#### [Work to complete]
Please copy the lines below unchanged, beginning at the line that has "find bare tree" and stopping after the line that has "197,135 -> 403,185".

#### [Material for this exercise]
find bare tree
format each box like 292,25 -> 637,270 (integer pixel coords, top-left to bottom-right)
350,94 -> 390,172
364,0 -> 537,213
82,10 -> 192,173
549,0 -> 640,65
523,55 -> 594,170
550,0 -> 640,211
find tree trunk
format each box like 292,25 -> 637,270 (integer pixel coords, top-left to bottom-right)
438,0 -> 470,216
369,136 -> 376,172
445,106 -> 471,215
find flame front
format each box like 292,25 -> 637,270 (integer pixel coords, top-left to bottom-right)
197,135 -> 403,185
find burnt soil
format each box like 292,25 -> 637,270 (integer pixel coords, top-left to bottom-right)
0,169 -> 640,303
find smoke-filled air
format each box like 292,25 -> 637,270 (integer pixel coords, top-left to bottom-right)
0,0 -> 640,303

==

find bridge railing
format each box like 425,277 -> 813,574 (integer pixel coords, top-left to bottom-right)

#### [Response to the exercise]
find bare tree
format each box like 292,25 -> 637,270 (integer pixel coords, top-left to bottom-right)
350,94 -> 390,172
364,0 -> 537,213
82,10 -> 192,173
549,0 -> 640,65
523,55 -> 594,170
550,0 -> 640,211
find tree trunk
format each box like 292,25 -> 637,270 (integer pixel coords, top-left to bottom-right)
438,0 -> 470,216
369,136 -> 376,172
445,106 -> 471,215
find flame front
format each box like 292,25 -> 637,270 (integer pixel coords, top-left to bottom-right)
197,135 -> 403,185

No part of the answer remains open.